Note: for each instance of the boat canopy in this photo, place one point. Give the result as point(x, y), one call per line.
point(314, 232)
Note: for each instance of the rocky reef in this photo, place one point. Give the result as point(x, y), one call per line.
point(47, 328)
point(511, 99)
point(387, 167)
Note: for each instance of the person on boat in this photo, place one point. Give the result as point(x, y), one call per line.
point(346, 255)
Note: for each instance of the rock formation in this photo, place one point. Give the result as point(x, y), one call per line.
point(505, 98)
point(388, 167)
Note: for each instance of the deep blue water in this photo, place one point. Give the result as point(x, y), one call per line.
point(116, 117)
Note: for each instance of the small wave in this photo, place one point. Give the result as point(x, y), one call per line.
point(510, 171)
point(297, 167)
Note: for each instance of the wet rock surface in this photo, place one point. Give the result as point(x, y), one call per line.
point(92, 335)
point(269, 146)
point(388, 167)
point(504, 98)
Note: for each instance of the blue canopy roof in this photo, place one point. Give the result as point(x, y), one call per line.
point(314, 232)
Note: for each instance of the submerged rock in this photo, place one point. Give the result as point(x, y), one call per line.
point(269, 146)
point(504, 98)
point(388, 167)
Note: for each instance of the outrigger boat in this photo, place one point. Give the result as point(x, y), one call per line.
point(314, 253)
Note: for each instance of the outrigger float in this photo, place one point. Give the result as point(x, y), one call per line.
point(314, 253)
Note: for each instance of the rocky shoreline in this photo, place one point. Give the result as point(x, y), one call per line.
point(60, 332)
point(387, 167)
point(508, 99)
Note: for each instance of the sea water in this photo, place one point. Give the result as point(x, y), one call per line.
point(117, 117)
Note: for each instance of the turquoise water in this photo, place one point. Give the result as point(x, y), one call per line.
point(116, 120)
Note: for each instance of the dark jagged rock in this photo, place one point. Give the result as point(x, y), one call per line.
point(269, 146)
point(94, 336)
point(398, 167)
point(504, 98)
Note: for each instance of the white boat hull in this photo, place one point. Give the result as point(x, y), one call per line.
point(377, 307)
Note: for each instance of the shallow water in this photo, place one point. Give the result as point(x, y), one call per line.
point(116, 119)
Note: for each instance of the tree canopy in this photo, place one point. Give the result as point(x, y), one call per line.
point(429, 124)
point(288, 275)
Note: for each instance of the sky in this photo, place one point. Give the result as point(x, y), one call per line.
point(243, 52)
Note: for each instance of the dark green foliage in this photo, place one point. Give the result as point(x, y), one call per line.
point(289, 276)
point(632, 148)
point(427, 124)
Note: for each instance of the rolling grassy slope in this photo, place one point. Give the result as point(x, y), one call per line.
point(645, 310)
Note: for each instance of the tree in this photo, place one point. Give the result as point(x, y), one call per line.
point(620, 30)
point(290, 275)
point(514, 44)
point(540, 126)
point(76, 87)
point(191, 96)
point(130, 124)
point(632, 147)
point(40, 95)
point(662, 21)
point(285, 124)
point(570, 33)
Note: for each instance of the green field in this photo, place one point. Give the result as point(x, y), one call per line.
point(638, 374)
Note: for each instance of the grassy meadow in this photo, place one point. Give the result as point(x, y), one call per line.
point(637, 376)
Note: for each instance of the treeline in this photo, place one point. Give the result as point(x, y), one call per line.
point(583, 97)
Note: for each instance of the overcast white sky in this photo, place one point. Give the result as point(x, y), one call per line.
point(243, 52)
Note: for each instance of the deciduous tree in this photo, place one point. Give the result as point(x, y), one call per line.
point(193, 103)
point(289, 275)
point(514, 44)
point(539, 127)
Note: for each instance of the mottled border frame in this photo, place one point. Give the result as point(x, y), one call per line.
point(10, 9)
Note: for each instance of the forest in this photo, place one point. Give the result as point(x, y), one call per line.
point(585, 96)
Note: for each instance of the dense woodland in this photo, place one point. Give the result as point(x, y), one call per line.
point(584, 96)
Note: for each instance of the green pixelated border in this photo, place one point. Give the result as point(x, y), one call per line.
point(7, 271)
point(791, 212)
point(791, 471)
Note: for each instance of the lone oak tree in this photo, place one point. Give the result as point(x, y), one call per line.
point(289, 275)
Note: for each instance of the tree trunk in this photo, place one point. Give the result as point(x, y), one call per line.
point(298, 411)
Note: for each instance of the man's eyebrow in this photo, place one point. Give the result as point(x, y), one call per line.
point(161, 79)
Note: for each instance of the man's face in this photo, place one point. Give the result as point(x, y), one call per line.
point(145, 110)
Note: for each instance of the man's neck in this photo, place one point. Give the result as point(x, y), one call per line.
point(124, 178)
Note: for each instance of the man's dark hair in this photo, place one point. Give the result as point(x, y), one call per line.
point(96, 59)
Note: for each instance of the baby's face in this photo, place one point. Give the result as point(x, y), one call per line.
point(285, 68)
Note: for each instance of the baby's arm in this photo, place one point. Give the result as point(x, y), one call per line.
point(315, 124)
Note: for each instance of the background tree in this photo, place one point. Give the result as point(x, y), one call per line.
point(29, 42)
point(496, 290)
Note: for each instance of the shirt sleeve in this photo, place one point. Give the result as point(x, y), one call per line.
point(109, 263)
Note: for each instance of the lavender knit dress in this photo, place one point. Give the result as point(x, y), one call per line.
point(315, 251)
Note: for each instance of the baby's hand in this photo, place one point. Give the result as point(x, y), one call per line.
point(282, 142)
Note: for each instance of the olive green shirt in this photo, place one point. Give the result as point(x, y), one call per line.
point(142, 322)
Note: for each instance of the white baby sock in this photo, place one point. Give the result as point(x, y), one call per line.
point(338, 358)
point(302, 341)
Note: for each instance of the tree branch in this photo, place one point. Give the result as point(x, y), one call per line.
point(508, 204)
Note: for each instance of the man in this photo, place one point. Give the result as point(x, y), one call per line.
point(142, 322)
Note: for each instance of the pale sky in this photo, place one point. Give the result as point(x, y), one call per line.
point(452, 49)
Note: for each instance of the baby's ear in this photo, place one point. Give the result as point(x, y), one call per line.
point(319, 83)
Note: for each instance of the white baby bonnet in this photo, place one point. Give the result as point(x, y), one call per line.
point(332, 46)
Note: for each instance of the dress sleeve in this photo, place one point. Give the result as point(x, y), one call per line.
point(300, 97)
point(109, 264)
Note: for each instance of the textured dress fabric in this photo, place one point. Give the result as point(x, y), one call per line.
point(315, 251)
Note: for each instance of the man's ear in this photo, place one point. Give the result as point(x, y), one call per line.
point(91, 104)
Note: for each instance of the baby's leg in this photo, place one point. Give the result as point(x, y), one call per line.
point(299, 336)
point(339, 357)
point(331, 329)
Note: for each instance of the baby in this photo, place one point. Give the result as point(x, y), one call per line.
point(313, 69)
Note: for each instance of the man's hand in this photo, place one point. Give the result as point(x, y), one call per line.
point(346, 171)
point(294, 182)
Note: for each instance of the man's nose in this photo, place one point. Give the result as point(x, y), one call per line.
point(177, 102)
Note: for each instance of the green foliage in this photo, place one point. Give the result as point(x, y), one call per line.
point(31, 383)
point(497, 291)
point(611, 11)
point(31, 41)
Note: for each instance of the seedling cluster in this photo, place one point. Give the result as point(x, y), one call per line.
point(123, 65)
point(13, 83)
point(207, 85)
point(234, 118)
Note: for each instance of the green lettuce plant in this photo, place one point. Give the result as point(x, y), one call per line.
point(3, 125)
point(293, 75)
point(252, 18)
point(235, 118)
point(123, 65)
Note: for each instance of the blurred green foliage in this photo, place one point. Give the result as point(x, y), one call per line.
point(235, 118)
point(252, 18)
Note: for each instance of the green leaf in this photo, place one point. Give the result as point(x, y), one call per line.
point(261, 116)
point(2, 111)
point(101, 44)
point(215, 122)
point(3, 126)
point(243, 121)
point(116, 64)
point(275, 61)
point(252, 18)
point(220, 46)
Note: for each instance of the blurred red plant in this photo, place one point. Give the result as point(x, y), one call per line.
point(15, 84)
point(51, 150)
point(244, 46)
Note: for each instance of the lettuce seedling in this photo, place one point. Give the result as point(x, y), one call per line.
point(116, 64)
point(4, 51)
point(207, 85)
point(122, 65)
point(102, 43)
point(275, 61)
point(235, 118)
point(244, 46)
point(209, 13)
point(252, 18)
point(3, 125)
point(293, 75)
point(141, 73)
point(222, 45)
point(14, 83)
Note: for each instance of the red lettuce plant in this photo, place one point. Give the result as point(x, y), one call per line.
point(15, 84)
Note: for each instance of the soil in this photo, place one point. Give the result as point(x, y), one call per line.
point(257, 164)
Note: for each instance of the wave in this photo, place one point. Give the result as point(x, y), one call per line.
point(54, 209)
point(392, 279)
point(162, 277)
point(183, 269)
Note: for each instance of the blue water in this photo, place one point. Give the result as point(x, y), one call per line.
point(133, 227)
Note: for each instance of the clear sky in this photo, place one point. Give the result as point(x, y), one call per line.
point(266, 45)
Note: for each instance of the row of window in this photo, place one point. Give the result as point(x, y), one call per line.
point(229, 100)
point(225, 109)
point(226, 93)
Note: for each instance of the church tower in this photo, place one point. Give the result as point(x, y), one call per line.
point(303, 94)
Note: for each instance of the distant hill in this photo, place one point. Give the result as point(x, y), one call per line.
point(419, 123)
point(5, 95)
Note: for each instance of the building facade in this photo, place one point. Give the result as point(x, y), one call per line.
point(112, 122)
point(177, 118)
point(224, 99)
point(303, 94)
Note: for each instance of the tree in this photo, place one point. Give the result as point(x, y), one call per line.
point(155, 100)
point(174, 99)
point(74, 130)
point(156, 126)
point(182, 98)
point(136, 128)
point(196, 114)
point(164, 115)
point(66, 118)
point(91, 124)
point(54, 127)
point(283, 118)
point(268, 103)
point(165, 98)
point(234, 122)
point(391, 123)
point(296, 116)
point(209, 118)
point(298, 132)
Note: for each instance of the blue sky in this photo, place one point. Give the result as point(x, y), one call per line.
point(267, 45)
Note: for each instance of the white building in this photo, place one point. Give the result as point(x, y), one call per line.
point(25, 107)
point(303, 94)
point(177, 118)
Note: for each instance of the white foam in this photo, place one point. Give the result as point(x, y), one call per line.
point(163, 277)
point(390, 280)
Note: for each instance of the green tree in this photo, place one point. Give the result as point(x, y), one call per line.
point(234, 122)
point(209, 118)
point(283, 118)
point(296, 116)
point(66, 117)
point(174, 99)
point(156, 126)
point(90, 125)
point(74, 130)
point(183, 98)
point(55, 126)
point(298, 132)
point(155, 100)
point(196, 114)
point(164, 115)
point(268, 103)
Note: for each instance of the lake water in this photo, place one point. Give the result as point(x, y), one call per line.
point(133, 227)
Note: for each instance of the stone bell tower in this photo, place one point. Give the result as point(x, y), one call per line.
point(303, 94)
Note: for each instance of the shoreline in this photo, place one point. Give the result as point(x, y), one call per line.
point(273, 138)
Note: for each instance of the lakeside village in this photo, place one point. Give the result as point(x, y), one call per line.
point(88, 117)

**WHAT THE TASK ASKS:**
Would you repeat the lines from the one containing "Note: for each instance of the lake water" through the end of the data, exactly, with nothing before or after them?

**REPLY TO THE EXERCISE:**
Note: for each instance of the lake water in this photo, place one point. Give the result as point(x, y), one call per line.
point(133, 227)
Note: for each instance of the stone bell tower in this photo, place one point. Give the result as point(x, y), one call per line.
point(303, 94)
Note: for each instance of the shoreline in this photo, place one point. Give the result as point(x, y), one call per line.
point(273, 138)
Note: for each instance of the lakeside village in this photo, place one point. Give the result as point(x, y), one call per line.
point(88, 117)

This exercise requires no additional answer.